Given text:
+---+

Doesn't handle unicode in some cases

adamlwgriffiths commented 11 years ago

The following test program causes an exception when serialising.

import requests
import requestions

url = 'http://www.amazon.com/review/RAYTXRF3122TO'
response = requests.get(url)
sresponse = requestions.write_response(response)
response = requestions.read_response(sresponse)
print response.text

Traceback (most recent call last):
  File "test.py", line 6, in <module>
    requestions.write_response(response)
  File "/media/sf_workspace/VirtualEnvs/requestions/src/python-requestions/requestions/io.py", line 79, in write_response
    return json.dumps(convert_to_dict(serialization))
  File "/usr/lib/python2.7/json/__init__.py", line 243, in dumps
    return _default_encoder.encode(obj)
  File "/usr/lib/python2.7/json/encoder.py", line 207, in encode
    chunks = self.iterencode(o, _one_shot=True)
  File "/usr/lib/python2.7/json/encoder.py", line 270, in iterencode
    return _iterencode(o, 0)
UnicodeDecodeError: 'utf8' codec can't decode byte 0xe9 in position 81636: invalid continuation byte

kanzure commented 11 years ago

Well, crap. Any hints? I'll try to get to this within the next 20-30 hours.

adamlwgriffiths commented 11 years ago

The character in question is an e-acute. And is apparently from LATIN-1. This seems to be issues with non-UTF-8 pages saying they're UTF-8.

+---+

Required actions:
(A) In the requestions thread, which character caused the decoding error?
(B) Pick up the requestions thread after its last comment and carry it forward.

A block of data:

+---+

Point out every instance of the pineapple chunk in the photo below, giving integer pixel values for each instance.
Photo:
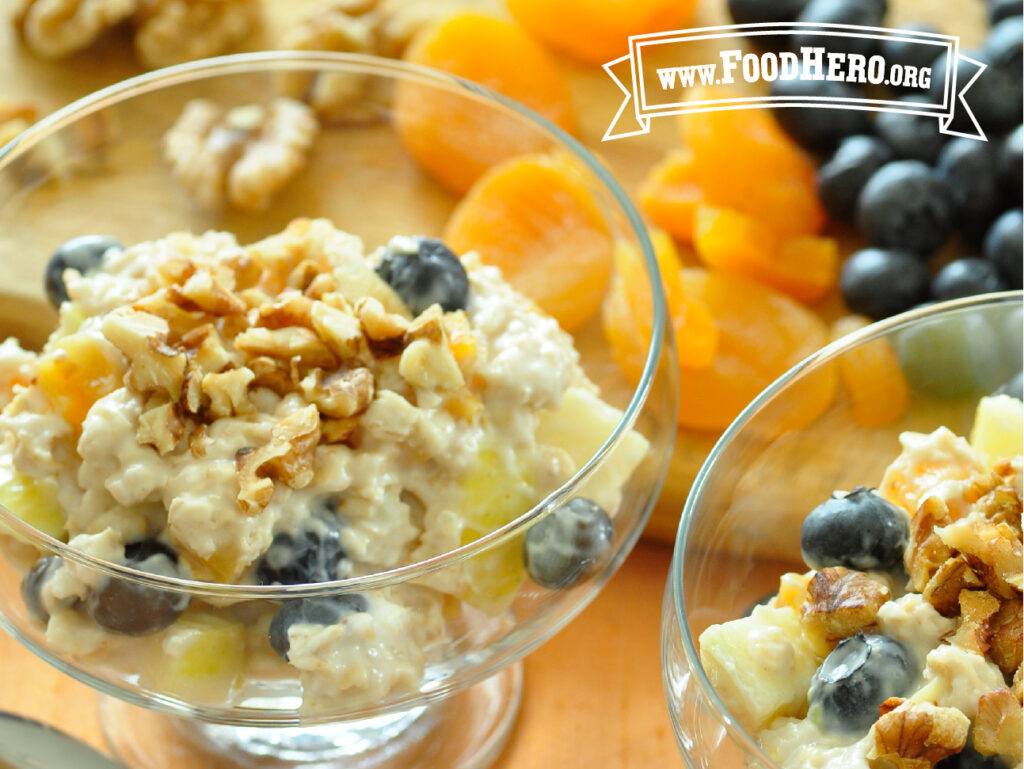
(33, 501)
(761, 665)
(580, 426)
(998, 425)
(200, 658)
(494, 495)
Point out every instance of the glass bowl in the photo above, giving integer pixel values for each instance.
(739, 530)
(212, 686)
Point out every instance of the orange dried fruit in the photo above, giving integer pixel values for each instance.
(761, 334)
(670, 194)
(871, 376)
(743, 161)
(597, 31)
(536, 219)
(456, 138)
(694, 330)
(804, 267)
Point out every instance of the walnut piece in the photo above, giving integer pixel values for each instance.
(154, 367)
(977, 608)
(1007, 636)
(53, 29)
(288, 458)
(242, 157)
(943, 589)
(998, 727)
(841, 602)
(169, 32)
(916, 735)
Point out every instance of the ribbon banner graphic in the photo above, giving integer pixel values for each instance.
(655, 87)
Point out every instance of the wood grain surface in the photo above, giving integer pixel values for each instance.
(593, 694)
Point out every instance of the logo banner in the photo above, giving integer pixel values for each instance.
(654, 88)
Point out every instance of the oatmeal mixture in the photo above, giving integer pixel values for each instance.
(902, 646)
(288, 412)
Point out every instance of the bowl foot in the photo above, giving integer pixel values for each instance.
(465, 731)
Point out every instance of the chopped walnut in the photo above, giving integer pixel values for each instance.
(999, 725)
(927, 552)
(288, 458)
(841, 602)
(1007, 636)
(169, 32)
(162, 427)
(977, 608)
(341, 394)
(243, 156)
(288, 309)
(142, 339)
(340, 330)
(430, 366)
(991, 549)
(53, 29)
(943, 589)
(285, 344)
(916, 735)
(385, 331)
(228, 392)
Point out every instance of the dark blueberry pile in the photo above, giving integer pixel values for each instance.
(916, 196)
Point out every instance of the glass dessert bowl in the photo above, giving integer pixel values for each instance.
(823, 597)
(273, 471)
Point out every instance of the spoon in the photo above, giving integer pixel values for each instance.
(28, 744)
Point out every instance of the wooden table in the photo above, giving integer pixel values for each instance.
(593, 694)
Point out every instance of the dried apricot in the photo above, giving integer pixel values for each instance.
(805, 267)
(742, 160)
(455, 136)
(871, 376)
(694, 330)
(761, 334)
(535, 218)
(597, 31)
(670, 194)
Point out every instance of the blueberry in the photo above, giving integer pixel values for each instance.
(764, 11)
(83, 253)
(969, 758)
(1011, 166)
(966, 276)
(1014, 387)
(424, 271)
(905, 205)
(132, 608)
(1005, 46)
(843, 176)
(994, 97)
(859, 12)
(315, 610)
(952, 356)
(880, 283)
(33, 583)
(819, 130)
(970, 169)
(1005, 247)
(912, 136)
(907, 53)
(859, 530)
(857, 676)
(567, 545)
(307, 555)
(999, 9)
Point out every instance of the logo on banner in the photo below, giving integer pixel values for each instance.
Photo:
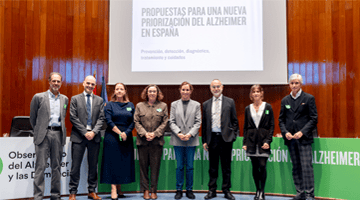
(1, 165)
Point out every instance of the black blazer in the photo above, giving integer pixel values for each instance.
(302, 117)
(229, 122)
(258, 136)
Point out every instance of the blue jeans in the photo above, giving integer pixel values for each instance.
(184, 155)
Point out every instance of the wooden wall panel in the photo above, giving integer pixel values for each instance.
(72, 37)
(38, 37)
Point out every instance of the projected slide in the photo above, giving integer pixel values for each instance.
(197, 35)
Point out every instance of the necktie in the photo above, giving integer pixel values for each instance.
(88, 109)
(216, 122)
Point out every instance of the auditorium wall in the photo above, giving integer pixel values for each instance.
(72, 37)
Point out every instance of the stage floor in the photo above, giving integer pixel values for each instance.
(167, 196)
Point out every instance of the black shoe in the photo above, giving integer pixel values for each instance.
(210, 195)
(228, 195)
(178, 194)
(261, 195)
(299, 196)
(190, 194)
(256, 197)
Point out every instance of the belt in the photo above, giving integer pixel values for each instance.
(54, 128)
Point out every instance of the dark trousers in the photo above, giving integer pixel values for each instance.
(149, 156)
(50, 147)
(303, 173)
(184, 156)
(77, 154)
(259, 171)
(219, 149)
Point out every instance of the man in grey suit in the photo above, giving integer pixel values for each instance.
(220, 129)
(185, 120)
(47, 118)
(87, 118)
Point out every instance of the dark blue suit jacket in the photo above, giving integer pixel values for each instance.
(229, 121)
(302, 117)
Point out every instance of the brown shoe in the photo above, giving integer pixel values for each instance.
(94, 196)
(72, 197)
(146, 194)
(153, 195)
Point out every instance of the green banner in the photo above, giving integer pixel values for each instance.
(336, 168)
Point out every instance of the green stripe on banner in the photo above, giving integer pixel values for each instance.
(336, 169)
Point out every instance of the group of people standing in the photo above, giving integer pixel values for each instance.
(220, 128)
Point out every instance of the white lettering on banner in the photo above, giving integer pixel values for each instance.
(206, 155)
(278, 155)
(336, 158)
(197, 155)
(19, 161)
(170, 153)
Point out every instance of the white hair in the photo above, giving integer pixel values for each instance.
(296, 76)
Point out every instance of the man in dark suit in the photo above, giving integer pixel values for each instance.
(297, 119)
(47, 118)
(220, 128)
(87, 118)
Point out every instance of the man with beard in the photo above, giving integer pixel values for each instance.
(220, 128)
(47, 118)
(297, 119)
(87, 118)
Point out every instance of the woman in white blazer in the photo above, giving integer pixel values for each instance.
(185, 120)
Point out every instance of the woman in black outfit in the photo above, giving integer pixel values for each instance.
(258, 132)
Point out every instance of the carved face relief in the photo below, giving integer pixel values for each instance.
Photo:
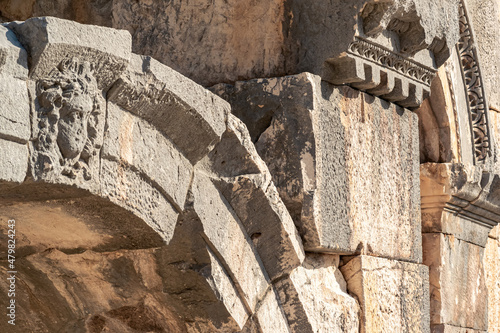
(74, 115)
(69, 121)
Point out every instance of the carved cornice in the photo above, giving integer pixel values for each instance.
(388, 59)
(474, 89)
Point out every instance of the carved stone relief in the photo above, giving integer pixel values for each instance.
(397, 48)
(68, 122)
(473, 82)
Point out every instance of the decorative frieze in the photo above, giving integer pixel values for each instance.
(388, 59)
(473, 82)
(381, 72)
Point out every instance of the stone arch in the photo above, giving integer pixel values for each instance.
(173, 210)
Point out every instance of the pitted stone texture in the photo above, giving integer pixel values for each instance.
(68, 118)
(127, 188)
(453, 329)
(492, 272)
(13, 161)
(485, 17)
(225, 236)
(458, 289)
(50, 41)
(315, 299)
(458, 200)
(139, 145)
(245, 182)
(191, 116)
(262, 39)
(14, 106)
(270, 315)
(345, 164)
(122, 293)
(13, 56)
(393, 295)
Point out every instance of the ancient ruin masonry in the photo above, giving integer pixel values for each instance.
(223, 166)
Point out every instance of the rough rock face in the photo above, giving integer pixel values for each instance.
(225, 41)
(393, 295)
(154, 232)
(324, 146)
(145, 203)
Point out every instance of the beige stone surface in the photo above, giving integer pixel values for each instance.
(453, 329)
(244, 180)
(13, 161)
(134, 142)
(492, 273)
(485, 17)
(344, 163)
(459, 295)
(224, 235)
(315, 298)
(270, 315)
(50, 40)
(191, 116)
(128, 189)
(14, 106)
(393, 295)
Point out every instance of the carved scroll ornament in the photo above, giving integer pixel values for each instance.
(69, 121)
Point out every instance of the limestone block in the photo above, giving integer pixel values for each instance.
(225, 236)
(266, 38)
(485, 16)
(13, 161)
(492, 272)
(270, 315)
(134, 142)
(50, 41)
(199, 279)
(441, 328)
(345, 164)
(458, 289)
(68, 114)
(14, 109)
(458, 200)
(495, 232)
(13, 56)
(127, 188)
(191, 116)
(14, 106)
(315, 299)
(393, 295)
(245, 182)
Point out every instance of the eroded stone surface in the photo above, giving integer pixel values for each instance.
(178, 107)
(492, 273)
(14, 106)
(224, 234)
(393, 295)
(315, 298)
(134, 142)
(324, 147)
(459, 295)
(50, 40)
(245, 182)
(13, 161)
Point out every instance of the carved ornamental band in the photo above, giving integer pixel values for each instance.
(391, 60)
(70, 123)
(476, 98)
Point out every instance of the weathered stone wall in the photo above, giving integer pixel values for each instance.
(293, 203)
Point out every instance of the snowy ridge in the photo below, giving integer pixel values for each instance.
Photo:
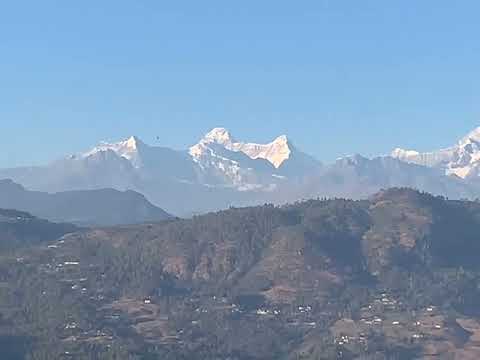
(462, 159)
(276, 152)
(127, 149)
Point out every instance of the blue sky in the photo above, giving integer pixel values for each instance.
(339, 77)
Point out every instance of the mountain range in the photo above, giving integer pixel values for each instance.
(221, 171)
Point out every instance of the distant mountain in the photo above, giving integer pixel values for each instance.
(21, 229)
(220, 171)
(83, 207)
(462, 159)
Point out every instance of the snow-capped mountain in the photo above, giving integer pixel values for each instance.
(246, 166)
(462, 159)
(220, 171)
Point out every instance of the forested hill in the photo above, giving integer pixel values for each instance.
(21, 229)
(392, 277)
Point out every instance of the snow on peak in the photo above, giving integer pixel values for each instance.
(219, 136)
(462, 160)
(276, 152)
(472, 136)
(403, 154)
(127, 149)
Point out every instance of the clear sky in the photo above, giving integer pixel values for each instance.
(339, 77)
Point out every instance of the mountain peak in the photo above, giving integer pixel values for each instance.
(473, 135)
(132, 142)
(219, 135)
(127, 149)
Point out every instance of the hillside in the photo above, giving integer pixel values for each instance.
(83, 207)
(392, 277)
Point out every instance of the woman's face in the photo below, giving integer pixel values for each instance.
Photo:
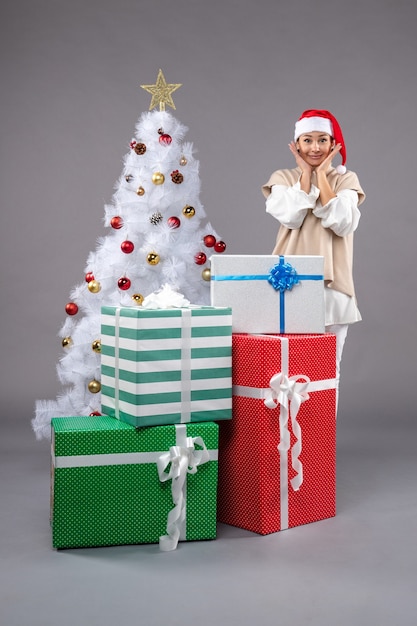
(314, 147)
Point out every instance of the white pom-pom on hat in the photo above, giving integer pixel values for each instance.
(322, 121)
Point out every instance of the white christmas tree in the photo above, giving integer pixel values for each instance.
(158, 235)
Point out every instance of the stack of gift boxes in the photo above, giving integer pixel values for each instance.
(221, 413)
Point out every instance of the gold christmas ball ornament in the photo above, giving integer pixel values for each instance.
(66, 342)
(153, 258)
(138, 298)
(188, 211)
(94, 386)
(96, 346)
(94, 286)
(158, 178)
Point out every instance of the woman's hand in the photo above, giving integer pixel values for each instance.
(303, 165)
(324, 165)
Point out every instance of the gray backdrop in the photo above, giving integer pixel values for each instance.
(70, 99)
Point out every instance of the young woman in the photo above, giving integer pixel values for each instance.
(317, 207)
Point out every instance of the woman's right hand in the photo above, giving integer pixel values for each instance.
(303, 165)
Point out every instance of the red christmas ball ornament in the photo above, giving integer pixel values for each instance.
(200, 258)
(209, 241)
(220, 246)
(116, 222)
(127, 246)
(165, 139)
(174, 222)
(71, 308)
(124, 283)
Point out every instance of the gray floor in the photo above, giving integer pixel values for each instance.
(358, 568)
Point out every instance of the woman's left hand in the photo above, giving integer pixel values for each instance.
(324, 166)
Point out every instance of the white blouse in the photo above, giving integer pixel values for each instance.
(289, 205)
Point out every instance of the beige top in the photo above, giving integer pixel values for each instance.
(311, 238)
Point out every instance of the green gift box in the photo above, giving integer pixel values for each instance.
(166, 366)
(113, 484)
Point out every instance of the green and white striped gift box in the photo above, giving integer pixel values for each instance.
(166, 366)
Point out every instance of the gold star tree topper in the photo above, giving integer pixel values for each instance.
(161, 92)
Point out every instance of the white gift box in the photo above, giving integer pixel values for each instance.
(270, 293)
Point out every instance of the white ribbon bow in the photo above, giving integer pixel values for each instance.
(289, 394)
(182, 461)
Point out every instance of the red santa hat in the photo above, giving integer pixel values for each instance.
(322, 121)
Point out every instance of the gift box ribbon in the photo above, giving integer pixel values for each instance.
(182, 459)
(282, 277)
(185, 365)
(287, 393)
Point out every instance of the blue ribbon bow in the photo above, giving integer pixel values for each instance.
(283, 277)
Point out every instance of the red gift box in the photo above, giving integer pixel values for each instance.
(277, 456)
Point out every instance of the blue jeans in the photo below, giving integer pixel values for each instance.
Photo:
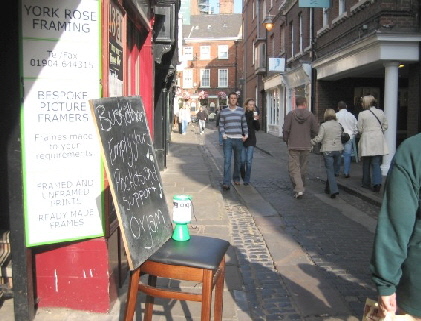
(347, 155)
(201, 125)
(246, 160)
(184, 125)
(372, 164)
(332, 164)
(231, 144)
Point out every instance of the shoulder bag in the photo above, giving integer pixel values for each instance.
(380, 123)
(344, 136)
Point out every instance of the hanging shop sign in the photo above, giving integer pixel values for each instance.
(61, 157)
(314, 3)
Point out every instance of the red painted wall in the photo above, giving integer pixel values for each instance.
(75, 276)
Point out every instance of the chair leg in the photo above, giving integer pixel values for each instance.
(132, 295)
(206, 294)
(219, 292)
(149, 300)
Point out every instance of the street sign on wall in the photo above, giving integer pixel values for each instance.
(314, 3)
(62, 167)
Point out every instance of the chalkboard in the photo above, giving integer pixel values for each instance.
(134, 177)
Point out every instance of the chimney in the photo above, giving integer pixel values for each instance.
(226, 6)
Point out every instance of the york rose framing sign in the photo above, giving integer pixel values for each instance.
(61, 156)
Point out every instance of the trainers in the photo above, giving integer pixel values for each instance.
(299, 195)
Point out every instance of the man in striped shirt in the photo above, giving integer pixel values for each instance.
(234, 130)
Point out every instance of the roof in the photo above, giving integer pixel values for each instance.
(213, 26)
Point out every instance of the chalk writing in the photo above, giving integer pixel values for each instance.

+---+

Answers to the exercise:
(A) An e-acute, apparently from LATIN-1.

(B)
adamlwgriffiths commented 11 years ago

Best way might be for me to put a try / catch around my call to requestions and handle this myself. If so, then this is an invalid bug =P.

kanzure commented 11 years ago

Sure, your best bet is fixing it yourself if you need it within the next 8 hours. I am busy sleeping. And based on how bad I am at unicode, fix might be quick for me to write tomorrow/whenever.. or not.

adamlwgriffiths commented 11 years ago

Appreciate your promptness =). You're obviously on a different timezone, so just ignore these messages until you've got time. Apologies if they're waking you up with a notification.

The following seems to work, but may not be the correct fix.

io.py

def write_response(obj, return_string=True):
    <snip>
    #serialization["content"] = obj.content
    serialization["content"] = requests.utils.get_unicode_from_response(obj)
    <snip>

From the requests API docs http://docs.python-requests.org/en/latest/api/

requests.utils.get_unicode_from_response(r)
Returns the requested content back in unicode.

Parameters: r – Response object to get unicode content from.
Tried:

charset from content-type
every encodings from <meta ... charset=XXX>
fall back and replace all unicode characters

If it's not appropriate, I can perform the serialisation myself. Should just be a matter of * pasing False for the 'return_string' parameter of write_response(...). * replacing the 'content' value with the one returned by the above function * json'ing the value

Edit: It seems however, that once deserialise the json and try and access the 'text' attribute, it causes an exception.

  File "... /lib/python2.7/site-packages/requests/models.py", line 633, in text
    content = str(self.content, errors='replace')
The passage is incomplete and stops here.